The Hunting Gun

Now through Saturday, April 15

Baryshnikov Arts Center – 450 W. 37th Street (between 9th and 10th Avenues)

Admission: $35-$150

Three letters.
One tragedy.

Josuke Misugi receives three letters from different women: his wife, his mistress, and her daughter. The first is from young Shoko, who just discovered her mother’s affair through the reading of her diary. The second is from his wife, Midori, revealing she’s known about the infidelity from the start. And the third is a farewell from Saiko, his lover of thirteen years: “By the time you read this, I will no longer be among the living.”

Weaving these three viewpoints with consummate skill, Yarushi Inoue, one of Japan’s most celebrated authors, gives universal resonance to Misugi’s demise. He turns what could have been the mundane account of adultery into a compelling love story that is considered a classic of world literature.

This stage adaptation is a monologue for three voices, and a single actress embodies all three women, transforming before our eyes. At the end of her letter, Shoko drops her school uniform to reveal Midori’s exuberant outfit who, in turn, undresses to slip into Saiko’s funeral kimono.

Behind a scrim presenting fragments of letters, the increasingly tormented hunter Josuke Misugi cleans his gun. He seems to exist in a different time space. The simple action he performs, which would normally take only a few minutes, is stretched through the entire duration of the play: picking up his gun in ultra-slow motion, inspecting it, meticulously cleaning its barrels, and finally standing to aim at his wife’s back.

> **Stated problem A**: Rewrite the event listing starting at "Admission: $35-$150" and ending at "of world literature.", replacing "letters" with "notes".
> **Stated problem B**: For each statement below, state whether it agrees with the event listing, and quote the words of the listing that decide it. (i) Admission costs between $35 and $150. (ii) A separate actress plays each of the three women. (iii) Midori learned of the affair only recently.

> **Information shown**:
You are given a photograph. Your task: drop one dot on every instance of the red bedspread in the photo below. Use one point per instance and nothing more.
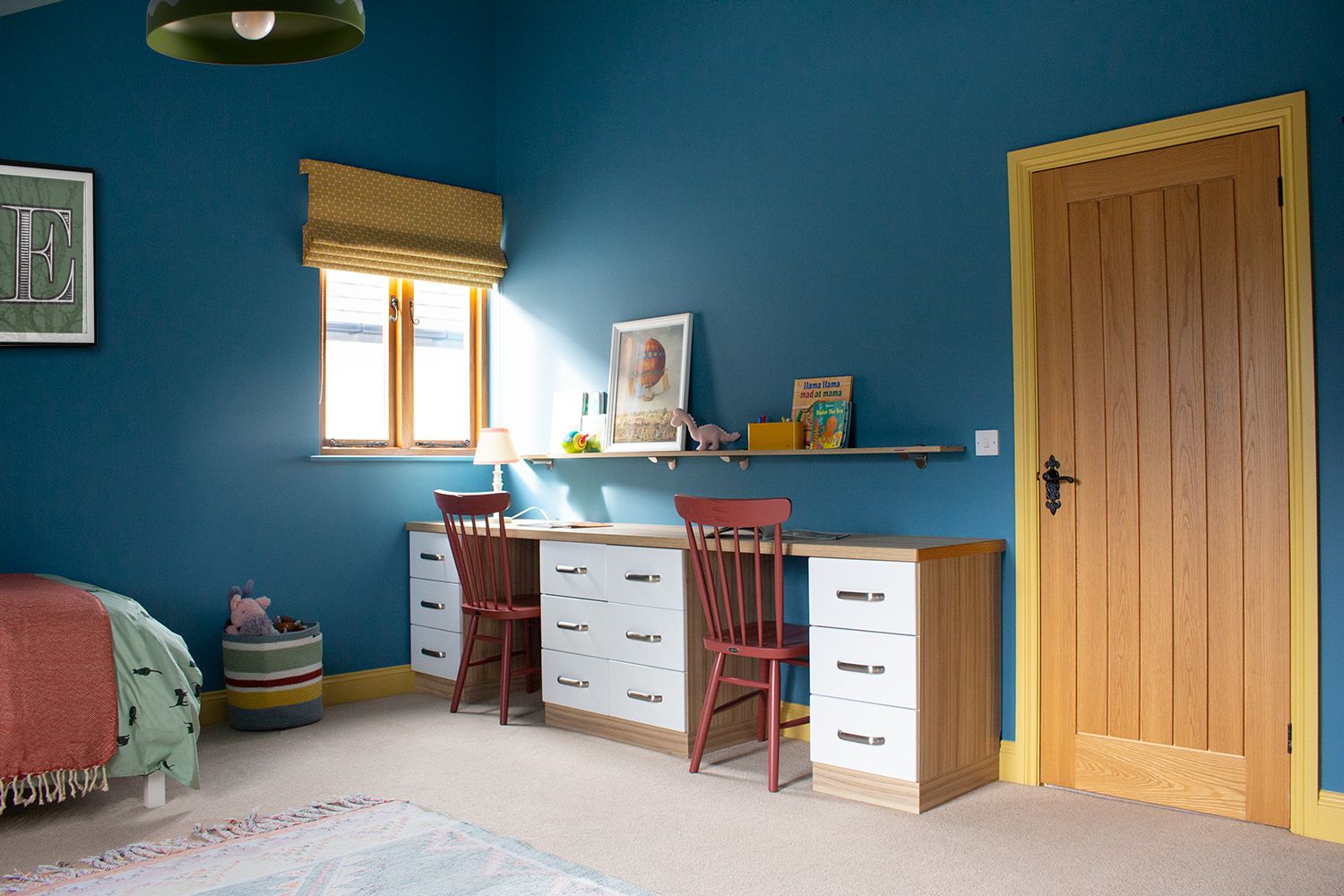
(58, 688)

> **Task response A**:
Admission: $35-$150

Three notes.
One tragedy.

Josuke Misugi receives three notes from different women: his wife, his mistress, and her daughter. The first is from young Shoko, who just discovered her mother’s affair through the reading of her diary. The second is from his wife, Midori, revealing she’s known about the infidelity from the start. And the third is a farewell from Saiko, his lover of thirteen years: “By the time you read this, I will no longer be among the living.”

Weaving these three viewpoints with consummate skill, Yarushi Inoue, one of Japan’s most celebrated authors, gives universal resonance to Misugi’s demise. He turns what could have been the mundane account of adultery into a compelling love story that is considered a classic of world literature.

> **Task response B**:
(i) Yes: "Admission: $35-$150"
(ii) No: "a single actress embodies all three women"
(iii) No: "revealing she’s known about the infidelity from the start"